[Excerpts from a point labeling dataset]

━━━━━━

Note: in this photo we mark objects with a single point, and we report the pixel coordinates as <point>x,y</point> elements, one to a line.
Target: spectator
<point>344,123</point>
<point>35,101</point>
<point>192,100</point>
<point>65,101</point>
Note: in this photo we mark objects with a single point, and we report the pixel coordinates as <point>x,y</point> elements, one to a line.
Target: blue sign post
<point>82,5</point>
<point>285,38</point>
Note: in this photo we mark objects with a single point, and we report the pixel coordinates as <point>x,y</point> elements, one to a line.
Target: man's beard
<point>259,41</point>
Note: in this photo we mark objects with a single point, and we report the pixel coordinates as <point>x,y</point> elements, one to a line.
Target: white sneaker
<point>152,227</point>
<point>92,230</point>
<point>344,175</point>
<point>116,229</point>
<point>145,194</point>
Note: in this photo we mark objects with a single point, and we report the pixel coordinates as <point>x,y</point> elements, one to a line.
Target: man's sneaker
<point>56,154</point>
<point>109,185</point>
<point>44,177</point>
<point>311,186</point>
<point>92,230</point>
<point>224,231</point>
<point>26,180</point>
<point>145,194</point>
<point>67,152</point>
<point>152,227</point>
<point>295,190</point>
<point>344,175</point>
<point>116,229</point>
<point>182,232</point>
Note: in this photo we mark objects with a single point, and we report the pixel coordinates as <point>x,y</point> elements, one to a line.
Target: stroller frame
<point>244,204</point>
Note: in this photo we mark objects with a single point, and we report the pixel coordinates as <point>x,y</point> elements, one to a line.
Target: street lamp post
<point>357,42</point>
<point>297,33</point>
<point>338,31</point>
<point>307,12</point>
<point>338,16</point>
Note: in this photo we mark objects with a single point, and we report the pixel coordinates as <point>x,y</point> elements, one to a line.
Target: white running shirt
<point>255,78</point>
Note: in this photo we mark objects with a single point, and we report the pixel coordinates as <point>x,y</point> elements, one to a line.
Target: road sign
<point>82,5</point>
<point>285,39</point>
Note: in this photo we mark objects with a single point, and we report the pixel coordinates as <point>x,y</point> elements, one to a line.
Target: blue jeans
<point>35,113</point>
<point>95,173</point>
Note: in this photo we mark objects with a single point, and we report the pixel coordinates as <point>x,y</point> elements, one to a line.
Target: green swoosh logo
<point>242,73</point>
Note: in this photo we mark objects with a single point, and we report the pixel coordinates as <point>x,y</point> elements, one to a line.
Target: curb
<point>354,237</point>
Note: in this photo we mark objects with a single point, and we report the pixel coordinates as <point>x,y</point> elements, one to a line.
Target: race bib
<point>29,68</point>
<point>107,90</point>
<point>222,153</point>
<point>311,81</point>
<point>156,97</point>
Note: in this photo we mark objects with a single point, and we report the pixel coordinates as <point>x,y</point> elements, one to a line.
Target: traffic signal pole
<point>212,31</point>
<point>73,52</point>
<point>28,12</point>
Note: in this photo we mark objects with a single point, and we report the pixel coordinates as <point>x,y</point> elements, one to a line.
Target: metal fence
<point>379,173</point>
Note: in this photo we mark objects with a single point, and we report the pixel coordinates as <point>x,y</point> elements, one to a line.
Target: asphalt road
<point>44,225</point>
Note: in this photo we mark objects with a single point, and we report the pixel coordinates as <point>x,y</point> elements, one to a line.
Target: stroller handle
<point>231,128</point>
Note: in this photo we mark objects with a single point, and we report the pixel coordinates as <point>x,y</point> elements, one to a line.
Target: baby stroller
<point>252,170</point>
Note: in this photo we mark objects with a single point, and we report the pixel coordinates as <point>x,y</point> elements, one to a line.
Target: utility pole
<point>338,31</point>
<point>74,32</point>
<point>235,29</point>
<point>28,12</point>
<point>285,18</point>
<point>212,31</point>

━━━━━━

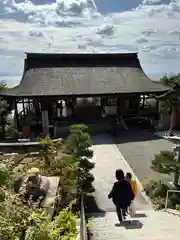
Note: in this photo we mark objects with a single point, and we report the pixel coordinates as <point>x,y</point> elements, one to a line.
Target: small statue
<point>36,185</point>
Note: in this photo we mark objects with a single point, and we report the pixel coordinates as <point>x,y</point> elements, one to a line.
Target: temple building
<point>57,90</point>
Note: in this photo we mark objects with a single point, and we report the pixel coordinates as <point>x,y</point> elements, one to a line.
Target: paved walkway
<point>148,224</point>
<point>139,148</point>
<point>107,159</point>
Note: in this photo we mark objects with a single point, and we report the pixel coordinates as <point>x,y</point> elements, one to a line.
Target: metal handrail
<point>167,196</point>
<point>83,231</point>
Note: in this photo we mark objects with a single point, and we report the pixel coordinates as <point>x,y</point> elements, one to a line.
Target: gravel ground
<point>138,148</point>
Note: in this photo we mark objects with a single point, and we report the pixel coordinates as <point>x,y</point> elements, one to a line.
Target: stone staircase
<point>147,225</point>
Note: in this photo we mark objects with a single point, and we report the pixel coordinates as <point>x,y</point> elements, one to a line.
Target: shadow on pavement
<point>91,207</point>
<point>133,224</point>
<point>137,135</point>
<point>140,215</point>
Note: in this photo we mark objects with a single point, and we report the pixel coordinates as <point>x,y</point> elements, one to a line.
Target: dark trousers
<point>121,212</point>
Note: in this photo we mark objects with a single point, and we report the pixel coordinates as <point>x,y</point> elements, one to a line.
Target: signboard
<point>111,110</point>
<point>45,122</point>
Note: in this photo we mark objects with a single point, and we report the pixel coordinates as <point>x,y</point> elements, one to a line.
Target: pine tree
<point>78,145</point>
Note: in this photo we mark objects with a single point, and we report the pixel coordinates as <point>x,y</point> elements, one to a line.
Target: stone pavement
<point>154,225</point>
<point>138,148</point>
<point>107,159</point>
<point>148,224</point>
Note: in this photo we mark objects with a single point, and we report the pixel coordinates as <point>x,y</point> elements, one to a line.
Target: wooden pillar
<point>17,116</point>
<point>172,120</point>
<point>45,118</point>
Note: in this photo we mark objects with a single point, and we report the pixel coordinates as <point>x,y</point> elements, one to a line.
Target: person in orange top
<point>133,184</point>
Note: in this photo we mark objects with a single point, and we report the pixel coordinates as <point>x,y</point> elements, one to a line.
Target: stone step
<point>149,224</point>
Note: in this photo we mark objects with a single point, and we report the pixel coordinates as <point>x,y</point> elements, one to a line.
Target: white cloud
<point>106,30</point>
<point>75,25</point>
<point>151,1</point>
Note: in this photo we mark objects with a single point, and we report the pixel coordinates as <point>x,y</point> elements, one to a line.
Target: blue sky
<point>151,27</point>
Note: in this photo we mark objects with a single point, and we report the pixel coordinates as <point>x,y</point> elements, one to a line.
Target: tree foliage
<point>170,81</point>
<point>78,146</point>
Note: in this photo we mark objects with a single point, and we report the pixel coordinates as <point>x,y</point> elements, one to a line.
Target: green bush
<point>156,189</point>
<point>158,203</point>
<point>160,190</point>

━━━━━━

Instructions to follow - Report every line in the rows above that contains the string "stroller", copying each line in full. Matching is case-sensitive.

Exercise output -
Target: stroller frame
Target: stroller handle
Target: baby stroller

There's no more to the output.